* _EXERCISE PROMPT_: Rewrite all of the data below, changing every "BBoxGrounder v2" to "BBoxGrounder v3" and leaving everything else as it is. Leave the pictures out of your answer.

* _TASK MATERIAL_:

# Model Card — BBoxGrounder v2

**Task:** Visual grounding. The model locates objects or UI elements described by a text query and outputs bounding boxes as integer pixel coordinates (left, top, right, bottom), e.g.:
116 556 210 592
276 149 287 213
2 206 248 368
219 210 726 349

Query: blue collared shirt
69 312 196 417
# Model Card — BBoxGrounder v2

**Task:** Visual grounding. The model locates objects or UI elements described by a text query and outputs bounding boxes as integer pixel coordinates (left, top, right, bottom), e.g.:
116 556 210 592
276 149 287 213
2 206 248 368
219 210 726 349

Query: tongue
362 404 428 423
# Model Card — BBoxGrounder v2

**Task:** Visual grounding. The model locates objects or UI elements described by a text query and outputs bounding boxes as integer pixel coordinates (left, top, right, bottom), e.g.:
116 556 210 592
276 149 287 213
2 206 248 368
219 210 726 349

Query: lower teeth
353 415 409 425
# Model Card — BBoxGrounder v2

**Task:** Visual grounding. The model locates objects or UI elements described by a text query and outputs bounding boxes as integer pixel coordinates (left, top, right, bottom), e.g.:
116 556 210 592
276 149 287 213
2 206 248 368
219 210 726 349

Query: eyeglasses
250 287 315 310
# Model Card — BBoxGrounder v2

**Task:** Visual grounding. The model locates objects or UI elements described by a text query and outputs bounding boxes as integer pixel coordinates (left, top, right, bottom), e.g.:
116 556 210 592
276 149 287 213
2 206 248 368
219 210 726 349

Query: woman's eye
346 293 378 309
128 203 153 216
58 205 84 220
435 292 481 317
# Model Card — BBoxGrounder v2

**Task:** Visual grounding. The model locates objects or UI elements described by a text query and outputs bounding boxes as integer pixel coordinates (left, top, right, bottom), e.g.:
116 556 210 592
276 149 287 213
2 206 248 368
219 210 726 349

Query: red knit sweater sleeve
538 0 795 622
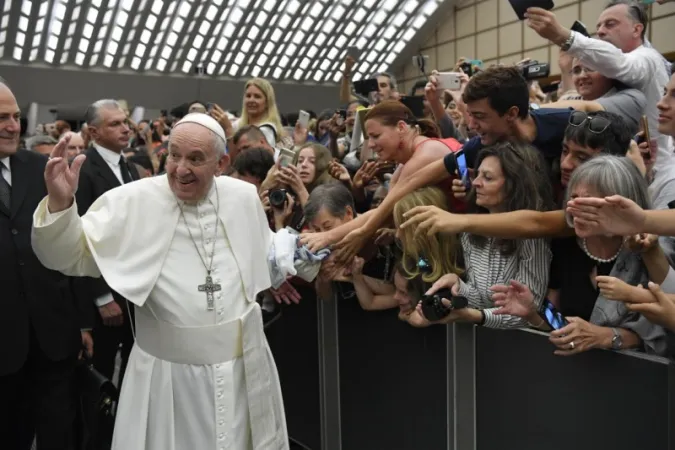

* _CORRECT RESPONSE_:
# Model Card — BBoxGrounder v3

**Task:** Visual grounding. The model locates objects or UI elements described by a text query and outputs bounding boxes as integer pixel coordinates (left, top, right, bottom), e.g.:
116 556 210 592
276 149 287 213
2 206 248 368
219 210 726 349

Query: blue collared shirt
69 312 196 417
# Model Card — BBoxGrounder v3

**Task:** Visual grounding. The model locates objects or UI elements described by a text query and outputs bounding boxes as integer pixel coordinates (left, top, right, bottom), e.g.:
116 556 210 592
276 149 287 213
2 206 248 368
219 210 726 349

Query: tongue
362 404 428 423
# Model Card — BBoxGrounder v3

**Task:** Visual grounding. The model locates objects or UI elements described by a text query and outputs bounding boxes as integer pixel coordinates (left, top, right, bottom), e.g.:
116 556 210 592
276 149 287 213
2 206 248 368
219 210 726 349

Query: lower teeth
353 415 409 425
# Model Card — BBoxGrounder v3

**Task:** Visual grounding. The model locates objects or UI elements described by a text query and outputs bounding boxes as integer pixel coordinates (left, top, right, bottom), e.g.:
116 556 210 592
276 149 287 213
2 206 248 368
219 210 726 349

Query: eyeglasses
250 287 315 310
# Model Card — BBoxGrounder v3

**Task:** Visual grounding. The model locates objects or UI elements described by a text query and outputs bounding boxes as integer pixel coordinates (left, top, right, bottom), e.g.:
116 556 210 592
276 149 287 213
2 206 248 368
219 210 726 349

Query: woman's eye
346 293 378 309
128 203 153 216
58 205 84 220
435 292 481 317
# Model Card — BBoxGrounder v3

**Task:** Visual grounding. The model locates objects or UI elements described by a text query and outputs bounding boxes as integer pixel coordinates (left, top, right, bottom), e.g.:
116 556 210 592
276 149 287 213
2 206 248 368
219 210 726 349

Query: red knit sweater sleeve
538 0 795 622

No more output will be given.